Request: Locate each line in the records below that contains the string "What", matching case exactly, and copy every such line in full.

Record list:
---+---

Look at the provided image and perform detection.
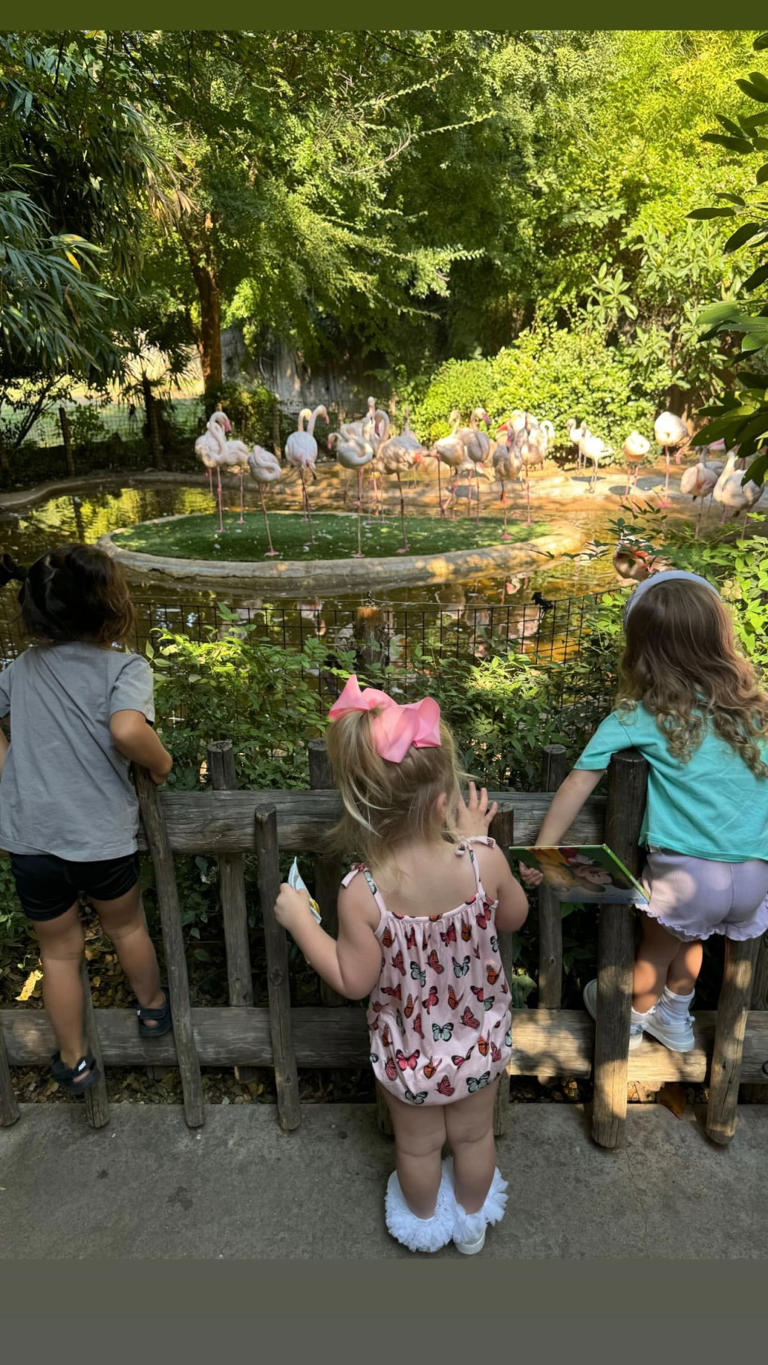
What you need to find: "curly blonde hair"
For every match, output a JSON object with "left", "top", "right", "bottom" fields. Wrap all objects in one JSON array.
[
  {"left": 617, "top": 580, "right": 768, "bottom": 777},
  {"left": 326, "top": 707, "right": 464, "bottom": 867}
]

---+---

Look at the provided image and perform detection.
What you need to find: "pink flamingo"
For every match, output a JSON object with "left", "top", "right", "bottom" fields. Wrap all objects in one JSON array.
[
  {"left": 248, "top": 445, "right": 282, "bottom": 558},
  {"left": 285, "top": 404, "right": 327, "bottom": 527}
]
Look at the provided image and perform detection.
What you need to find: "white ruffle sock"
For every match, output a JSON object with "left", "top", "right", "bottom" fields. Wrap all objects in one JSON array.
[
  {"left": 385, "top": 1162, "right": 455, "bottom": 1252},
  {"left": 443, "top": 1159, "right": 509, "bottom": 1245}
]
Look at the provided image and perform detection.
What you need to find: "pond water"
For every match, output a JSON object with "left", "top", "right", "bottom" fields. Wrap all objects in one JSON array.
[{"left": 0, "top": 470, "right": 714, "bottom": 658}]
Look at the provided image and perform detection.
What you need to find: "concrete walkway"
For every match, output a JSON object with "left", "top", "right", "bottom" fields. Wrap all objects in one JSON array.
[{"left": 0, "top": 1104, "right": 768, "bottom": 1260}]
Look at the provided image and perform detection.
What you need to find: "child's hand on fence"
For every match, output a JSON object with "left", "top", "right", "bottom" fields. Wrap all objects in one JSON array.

---+---

Reply to the task:
What you need to find: "curly blonde hair"
What you need to find: "pink flamingo"
What you need to find: "white ruffle sock"
What you need to find: "pond water"
What you need to find: "concrete walkway"
What you need to find: "child's hand on fence"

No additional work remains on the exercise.